• [Fragmento]
Sin embargo, fue en el colegio con mi amigo Ramón Cardo cuando se me contagió la risa, como si fuera una enfermedad nos pasábamos el día riéndonos de todo lo que se movía, muchas veces nos vimos en situaciones muy comprometidas. Don Hermelando, que era nuestro maestro, ya nos conocía y cuando nos tocaba salir a la pizarra a practicar unas sumas, nos entraba la risa y era una juerga en toda la clase. Así estuve hasta los catorce años, cuando empecé a verlo como una preocupación pues ya no me consideraba un niño y había situaciones muy delicadas, porque cuanto más seria era la situación, más risa me entraba.

• [Tarea 1]
¿Cómo se llamaba el maestro que aparece en el fragmento?
• [Tarea 2]
Copia la parte del fragmento que empieza con las palabras que contienen "Sin embargo, fue" y termina con "risa me entraba.", pero cambia el nombre "Ramón Cardo" por "Luis Pardo".

• [Registros de datos]
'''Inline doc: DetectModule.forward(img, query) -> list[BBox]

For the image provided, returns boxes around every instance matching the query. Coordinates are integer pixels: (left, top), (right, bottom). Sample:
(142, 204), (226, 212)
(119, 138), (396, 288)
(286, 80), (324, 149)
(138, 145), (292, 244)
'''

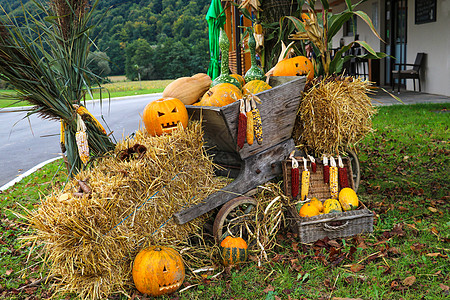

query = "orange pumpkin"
(198, 83), (242, 107)
(298, 202), (320, 217)
(220, 235), (248, 266)
(163, 73), (212, 105)
(142, 98), (188, 136)
(242, 79), (272, 95)
(273, 56), (314, 80)
(132, 246), (185, 296)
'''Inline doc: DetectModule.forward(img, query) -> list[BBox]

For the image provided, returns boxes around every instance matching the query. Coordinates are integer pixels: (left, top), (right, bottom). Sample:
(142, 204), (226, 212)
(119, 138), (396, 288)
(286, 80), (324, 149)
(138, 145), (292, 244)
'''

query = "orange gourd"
(220, 236), (248, 266)
(198, 83), (242, 107)
(242, 80), (272, 95)
(132, 246), (185, 296)
(142, 98), (188, 136)
(273, 56), (314, 80)
(230, 74), (245, 87)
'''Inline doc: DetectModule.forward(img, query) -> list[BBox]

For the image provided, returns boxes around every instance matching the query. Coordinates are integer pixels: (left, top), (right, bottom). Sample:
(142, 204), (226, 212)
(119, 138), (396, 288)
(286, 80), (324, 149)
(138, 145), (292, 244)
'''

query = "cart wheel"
(213, 196), (257, 243)
(345, 149), (361, 192)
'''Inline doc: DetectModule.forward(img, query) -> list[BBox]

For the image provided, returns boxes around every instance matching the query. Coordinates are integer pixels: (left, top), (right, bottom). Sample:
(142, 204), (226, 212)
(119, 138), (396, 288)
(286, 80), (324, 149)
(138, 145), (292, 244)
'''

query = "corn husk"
(293, 76), (376, 156)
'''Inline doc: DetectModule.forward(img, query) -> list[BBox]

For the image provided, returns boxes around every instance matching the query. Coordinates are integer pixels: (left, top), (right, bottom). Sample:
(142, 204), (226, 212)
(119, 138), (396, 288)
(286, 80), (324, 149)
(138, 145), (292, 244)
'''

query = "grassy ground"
(0, 76), (173, 109)
(0, 104), (450, 300)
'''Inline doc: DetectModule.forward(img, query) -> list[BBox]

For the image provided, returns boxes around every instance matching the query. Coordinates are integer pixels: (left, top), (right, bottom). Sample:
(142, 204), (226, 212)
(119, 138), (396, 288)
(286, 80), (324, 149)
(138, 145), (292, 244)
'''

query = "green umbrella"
(206, 0), (226, 80)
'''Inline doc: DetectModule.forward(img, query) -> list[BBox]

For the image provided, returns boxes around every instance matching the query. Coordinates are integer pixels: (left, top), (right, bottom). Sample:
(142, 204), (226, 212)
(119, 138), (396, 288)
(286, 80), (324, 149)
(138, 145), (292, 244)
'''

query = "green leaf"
(353, 11), (386, 43)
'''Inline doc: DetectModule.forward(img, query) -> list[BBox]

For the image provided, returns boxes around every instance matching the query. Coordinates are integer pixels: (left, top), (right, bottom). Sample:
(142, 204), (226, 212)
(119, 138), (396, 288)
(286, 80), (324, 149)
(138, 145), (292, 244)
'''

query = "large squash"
(163, 73), (212, 105)
(198, 83), (242, 107)
(298, 202), (320, 217)
(323, 199), (342, 214)
(142, 98), (188, 136)
(339, 188), (359, 211)
(220, 236), (248, 266)
(272, 56), (314, 80)
(242, 80), (272, 95)
(132, 246), (185, 296)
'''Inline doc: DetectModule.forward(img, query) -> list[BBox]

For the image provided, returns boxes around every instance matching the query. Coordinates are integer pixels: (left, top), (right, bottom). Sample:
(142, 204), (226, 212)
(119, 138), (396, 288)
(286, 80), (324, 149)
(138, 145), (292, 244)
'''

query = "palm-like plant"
(0, 0), (114, 174)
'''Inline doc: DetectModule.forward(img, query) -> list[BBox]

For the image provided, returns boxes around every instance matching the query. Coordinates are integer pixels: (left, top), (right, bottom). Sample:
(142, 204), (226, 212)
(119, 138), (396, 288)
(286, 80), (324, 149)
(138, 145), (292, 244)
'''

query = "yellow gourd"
(323, 199), (342, 214)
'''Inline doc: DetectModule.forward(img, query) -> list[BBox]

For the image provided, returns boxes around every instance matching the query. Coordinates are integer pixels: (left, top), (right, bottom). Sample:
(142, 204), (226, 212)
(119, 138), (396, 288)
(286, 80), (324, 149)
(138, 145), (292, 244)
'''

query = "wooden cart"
(174, 77), (359, 241)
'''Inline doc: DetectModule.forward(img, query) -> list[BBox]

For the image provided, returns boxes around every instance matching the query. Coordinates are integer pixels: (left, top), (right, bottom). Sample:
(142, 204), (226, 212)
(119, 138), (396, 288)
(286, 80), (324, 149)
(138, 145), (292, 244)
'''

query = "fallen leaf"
(263, 284), (275, 293)
(428, 206), (437, 213)
(426, 252), (447, 258)
(403, 276), (416, 286)
(350, 264), (364, 273)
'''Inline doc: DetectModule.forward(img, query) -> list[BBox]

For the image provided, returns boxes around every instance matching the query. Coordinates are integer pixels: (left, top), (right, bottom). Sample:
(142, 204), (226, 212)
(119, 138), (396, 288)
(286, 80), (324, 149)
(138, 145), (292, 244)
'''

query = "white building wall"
(406, 0), (450, 96)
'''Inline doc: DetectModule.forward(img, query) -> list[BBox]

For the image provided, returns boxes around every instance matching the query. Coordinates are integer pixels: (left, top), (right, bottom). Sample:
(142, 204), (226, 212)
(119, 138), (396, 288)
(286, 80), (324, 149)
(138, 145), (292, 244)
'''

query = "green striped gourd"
(244, 30), (265, 82)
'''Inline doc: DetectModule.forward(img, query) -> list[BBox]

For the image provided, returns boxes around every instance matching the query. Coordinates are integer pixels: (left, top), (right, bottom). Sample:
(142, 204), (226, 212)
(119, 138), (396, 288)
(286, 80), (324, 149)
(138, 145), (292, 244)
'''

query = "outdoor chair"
(392, 53), (426, 93)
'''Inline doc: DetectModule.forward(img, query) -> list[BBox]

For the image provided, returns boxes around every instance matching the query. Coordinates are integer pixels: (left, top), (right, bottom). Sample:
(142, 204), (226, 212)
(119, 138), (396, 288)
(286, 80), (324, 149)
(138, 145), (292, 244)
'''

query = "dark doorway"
(385, 0), (408, 85)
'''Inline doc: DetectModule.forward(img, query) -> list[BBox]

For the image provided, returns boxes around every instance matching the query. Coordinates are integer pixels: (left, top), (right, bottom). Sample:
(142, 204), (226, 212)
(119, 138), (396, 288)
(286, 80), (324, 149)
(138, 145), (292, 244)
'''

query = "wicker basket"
(282, 157), (373, 243)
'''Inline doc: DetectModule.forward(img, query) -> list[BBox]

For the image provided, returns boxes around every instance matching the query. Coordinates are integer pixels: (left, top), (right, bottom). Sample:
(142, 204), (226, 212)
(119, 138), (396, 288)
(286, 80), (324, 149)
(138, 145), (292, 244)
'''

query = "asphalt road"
(0, 94), (161, 187)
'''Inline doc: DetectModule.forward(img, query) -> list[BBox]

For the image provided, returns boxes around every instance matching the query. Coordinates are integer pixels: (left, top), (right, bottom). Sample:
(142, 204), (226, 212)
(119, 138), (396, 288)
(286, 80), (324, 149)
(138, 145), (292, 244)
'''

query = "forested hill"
(0, 0), (211, 79)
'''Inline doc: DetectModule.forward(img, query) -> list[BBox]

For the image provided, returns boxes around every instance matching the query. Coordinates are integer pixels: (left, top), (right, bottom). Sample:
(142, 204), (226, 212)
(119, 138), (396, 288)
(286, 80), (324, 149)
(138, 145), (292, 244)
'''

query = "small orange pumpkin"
(132, 246), (185, 296)
(273, 56), (314, 80)
(198, 83), (242, 107)
(242, 79), (272, 95)
(230, 74), (245, 87)
(163, 73), (212, 105)
(142, 98), (188, 136)
(220, 235), (248, 267)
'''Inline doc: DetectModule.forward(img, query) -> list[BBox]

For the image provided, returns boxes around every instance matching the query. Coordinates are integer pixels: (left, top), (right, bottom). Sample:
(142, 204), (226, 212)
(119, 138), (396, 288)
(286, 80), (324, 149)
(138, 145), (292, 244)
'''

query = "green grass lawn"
(0, 104), (450, 300)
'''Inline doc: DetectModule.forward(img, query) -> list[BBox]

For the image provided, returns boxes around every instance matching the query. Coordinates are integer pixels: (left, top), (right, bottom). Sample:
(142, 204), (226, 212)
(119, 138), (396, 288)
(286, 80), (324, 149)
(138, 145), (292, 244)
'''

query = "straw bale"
(293, 76), (376, 156)
(28, 122), (225, 299)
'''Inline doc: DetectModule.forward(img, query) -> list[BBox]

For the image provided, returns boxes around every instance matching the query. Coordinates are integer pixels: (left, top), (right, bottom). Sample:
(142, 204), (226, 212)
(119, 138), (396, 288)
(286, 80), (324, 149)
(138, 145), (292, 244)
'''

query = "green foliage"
(0, 0), (211, 80)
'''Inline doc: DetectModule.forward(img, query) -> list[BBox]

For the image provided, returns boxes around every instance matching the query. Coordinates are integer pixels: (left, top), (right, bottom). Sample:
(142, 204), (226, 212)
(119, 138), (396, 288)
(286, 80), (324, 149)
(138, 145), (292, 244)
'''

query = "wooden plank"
(173, 139), (295, 224)
(221, 77), (306, 159)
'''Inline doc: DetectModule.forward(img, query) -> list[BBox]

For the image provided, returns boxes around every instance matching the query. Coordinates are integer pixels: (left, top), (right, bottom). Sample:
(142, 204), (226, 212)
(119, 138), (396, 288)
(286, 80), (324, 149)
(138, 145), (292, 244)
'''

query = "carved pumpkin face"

• [Respuesta 1]
Don Hermelando.

• [Respuesta 2]
Sin embargo, fue en el colegio con mi amigo Luis Pardo cuando se me contagió la risa, como si fuera una enfermedad nos pasábamos el día riéndonos de todo lo que se movía, muchas veces nos vimos en situaciones muy comprometidas. Don Hermelando, que era nuestro maestro, ya nos conocía y cuando nos tocaba salir a la pizarra a practicar unas sumas, nos entraba la risa y era una juerga en toda la clase. Así estuve hasta los catorce años, cuando empecé a verlo como una preocupación pues ya no me consideraba un niño y había situaciones muy delicadas, porque cuanto más seria era la situación, más risa me entraba.